*** Opening AVAILABLE RECORDS ***

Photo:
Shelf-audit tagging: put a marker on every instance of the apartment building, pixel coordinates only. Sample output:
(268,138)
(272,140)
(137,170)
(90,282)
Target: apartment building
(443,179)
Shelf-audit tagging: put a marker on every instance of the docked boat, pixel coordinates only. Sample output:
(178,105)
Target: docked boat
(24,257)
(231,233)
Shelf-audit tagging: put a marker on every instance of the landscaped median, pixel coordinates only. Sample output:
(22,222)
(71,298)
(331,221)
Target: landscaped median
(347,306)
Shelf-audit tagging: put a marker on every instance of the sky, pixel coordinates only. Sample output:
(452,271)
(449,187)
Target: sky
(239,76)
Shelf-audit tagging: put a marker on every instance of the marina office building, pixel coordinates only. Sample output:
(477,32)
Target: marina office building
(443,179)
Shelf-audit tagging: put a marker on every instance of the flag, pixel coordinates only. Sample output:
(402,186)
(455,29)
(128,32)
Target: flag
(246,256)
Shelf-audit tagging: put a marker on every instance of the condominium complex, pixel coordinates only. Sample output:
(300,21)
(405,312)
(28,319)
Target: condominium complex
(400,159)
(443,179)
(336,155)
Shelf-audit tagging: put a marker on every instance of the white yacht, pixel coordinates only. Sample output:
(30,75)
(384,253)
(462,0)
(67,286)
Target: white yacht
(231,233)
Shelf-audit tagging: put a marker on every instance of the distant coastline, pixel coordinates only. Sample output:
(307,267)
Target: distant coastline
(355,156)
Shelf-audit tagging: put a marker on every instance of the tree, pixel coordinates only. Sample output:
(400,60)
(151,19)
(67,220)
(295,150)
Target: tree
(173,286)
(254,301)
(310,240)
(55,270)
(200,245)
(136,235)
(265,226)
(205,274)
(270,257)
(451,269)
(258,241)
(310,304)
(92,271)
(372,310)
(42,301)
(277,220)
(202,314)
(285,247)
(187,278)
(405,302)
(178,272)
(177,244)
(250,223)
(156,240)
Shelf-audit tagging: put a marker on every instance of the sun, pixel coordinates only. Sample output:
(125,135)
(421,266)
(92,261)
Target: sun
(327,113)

*** Closing AVAILABLE RECORDS ***

§ TO DO:
Every record must be set down again exactly.

§ OUTPUT:
Photo:
Shelf-audit tagging: put a marker on every instance of the apartment building, pixel coordinates only. Sample output:
(268,138)
(272,140)
(137,170)
(90,282)
Target: apartment building
(443,179)
Shelf-audit tagging: put a marker on every instance of the docked boat, pixel coordinates only. Sample output:
(178,105)
Target: docked boat
(24,257)
(231,233)
Shelf-audit tagging: put a marker on every instance of the landscaped median, pixel coordinates only. Sample output:
(22,222)
(71,298)
(331,221)
Target: landscaped median
(347,306)
Shelf-audit tagging: put a marker on every instance of the sky, pixel coordinates only. Sample output:
(452,271)
(449,187)
Target: sky
(239,76)
Shelf-audit tagging: put a marker on every instance of the marina office building, pixel coordinates only. Sample output:
(477,32)
Target: marina office building
(443,179)
Shelf-audit tagging: put a marker on every instance of the flag, pixel coordinates only. Sample output:
(402,186)
(455,29)
(128,32)
Target: flag
(246,256)
Shelf-audit tagging: put a marker on every instance of the condominium complex, pixel coordinates only. Sample output:
(300,21)
(405,312)
(28,319)
Target: condominium complex
(400,159)
(443,179)
(336,155)
Shelf-audit tagging: put a marker on every instance of the white yacht, pixel coordinates only. Sample output:
(30,75)
(384,253)
(462,0)
(67,286)
Target: white yacht
(231,233)
Shelf-audit tagging: put a marker on every instance of the distant coastline, pixel coordinates only. Sample output:
(307,267)
Target: distant coastline
(355,156)
Shelf-audit tagging: put a marker on every instance of the tree, pixel coordinates only. Sample output:
(400,60)
(151,19)
(67,220)
(295,150)
Target: tree
(173,286)
(254,301)
(310,240)
(55,270)
(200,245)
(136,235)
(265,226)
(205,274)
(270,257)
(451,269)
(258,241)
(310,304)
(92,271)
(372,310)
(42,301)
(277,220)
(202,314)
(285,247)
(187,278)
(405,302)
(178,272)
(177,244)
(250,223)
(156,240)
Shelf-audit tagging: put a marker on every instance of the sun, pixel coordinates only. Sample output:
(125,135)
(421,266)
(92,261)
Target: sun
(327,113)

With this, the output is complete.